> **The request**
Pictures appear in the records below; write out everything else exactly.

-------- Available records --------

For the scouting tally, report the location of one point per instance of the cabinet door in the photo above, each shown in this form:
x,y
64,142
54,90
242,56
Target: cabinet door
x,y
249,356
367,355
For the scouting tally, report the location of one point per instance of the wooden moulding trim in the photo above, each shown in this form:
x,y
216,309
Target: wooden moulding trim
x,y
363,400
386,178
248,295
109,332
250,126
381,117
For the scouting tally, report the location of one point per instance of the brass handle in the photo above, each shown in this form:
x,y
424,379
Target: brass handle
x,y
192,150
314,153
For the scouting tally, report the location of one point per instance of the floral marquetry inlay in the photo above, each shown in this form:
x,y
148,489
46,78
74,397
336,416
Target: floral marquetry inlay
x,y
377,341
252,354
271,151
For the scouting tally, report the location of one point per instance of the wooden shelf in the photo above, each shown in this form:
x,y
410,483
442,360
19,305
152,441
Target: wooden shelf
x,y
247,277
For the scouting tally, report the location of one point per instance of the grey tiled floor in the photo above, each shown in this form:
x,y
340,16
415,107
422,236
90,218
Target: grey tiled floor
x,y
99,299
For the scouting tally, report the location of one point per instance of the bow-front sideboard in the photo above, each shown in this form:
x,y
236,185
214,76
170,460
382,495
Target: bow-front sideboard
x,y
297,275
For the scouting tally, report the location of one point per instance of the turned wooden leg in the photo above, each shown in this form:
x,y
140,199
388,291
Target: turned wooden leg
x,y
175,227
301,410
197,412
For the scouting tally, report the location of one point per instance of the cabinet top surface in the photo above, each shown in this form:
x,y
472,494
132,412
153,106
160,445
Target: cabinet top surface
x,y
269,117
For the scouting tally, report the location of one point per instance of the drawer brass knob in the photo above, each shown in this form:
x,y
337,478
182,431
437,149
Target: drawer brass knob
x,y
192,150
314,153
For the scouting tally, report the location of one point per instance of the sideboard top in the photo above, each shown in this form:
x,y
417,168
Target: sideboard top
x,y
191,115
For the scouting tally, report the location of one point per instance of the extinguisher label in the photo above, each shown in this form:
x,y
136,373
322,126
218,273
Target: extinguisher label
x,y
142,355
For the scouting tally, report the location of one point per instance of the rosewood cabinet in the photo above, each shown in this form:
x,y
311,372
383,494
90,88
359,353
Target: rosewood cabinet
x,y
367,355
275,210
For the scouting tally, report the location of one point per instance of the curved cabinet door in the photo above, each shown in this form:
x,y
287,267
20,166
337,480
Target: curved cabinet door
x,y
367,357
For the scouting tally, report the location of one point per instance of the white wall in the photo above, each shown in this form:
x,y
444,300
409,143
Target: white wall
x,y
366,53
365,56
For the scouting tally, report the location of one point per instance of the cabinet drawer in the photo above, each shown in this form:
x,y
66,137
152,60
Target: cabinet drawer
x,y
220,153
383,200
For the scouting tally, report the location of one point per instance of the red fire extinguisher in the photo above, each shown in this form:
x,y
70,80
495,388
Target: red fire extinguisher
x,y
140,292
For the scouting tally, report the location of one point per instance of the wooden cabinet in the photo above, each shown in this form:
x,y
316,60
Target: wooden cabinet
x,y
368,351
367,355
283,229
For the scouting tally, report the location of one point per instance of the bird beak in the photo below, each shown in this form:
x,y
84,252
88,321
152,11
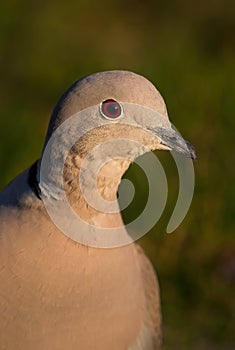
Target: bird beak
x,y
171,138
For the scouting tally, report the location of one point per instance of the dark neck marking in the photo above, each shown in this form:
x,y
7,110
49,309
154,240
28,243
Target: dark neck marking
x,y
32,180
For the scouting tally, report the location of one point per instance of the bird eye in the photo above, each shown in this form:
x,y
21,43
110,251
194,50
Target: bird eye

--------

> **The answer**
For the scouting tally, report the location of one point per instance of the cabinet door in the photo above, each shown in this form:
x,y
64,142
54,90
242,56
Target: cabinet door
x,y
249,356
367,355
For the scouting tally, report the location of one point per instance of the wooden moulding trim in the photo above, each shown in this form:
x,y
216,309
Target: wooden moulding trim
x,y
363,400
386,178
248,295
109,332
250,126
381,117
For the scouting tally, report the location of one point per instance of the brass handle in the photo above, each shown in this form:
x,y
424,379
Target: brass handle
x,y
192,150
314,153
For the scouting tally, report the location of one point per instance of the floral marquetry inlay in the photo above, each shown in this form:
x,y
148,489
46,78
74,397
336,416
Target: floral marquetry inlay
x,y
377,341
252,354
271,151
For the scouting tally, report the location of one point per instance of the wooden shelf in the photo above, each shown in this form:
x,y
410,483
442,360
19,305
152,441
Target: wooden shelf
x,y
247,277
For the scouting tally, report the location of one point per instance of the grey tiled floor in the photo above, each shown in this form:
x,y
340,16
415,107
422,236
90,218
Target: grey tiled floor
x,y
99,299
For the scouting tally, report the location of one point per instance of the bow-front sideboard in the photo above, each shown in this form:
x,y
236,185
214,76
170,460
382,495
Target: bow-front sideboard
x,y
297,275
For the scouting tally, report the location of one point per instance of the turned wooden leg in the photo above, each shown in this form:
x,y
140,199
388,291
Target: turned wooden leg
x,y
175,227
301,410
197,412
For the scouting tally, report the location of one point per instance of the cabinet top surface in the photo above, each shown in this form:
x,y
472,494
132,412
153,106
160,445
Target: cabinet top surface
x,y
269,117
For the scouting tally, report the location of one point per instance of the drawer brass knob in the photo above, each shown in this form:
x,y
337,478
182,431
437,149
Target: drawer brass knob
x,y
192,150
314,153
For the scouting tally, report the location of one point per instance of the sideboard top in the photo above, each shown in this form:
x,y
417,168
Target: sideboard top
x,y
191,115
For the scouting tally, report the location of one point per instance of the extinguisher label in the photo above, each shown in this form:
x,y
136,373
322,126
218,273
Target: extinguisher label
x,y
142,355
For the scouting tally, report the location of one point per instance of the rosewood cabinet in the photo above, each shown in this form:
x,y
311,372
383,494
90,88
359,353
Target: rosewood cabinet
x,y
367,355
275,210
For the scouting tally, report the location of one point per instance of the curved cabinet door in the photo above, each shown in this form:
x,y
287,267
20,166
337,480
Target: curved cabinet door
x,y
367,357
For the scouting tally, report the location of one point per instance of the white wall in the photo above, each shown in this form:
x,y
444,300
409,143
Target: white wall
x,y
366,53
365,56
For the scouting tally, report the location of one point per instance of the cabinet drawer in the photo above, each shown in this form:
x,y
66,137
152,60
Target: cabinet drawer
x,y
220,153
383,200
For the scouting tally, report the location of one point per instance of the red fire extinguisher in the photo above, each shown in this form:
x,y
70,80
495,388
Target: red fire extinguisher
x,y
140,292
For the scouting tally, report the location of one point per instance of the wooden cabinet in the photo above, each shown in this form:
x,y
316,60
Target: wooden cabinet
x,y
368,351
367,355
283,229
For the scouting tally, report the location of one point per instance of the bird beak in the photo below, each shown in this form:
x,y
84,252
88,321
152,11
Target: bird beak
x,y
171,138
For the scouting tally, report the location of one point per instance of the dark neck marking in the photo above, each shown in this form:
x,y
7,110
49,309
154,240
28,243
Target: dark neck marking
x,y
32,180
For the scouting tally, report the location of one point per instance of the bird eye in the photo above, each shown in this form:
x,y
21,43
110,251
194,50
Target: bird eye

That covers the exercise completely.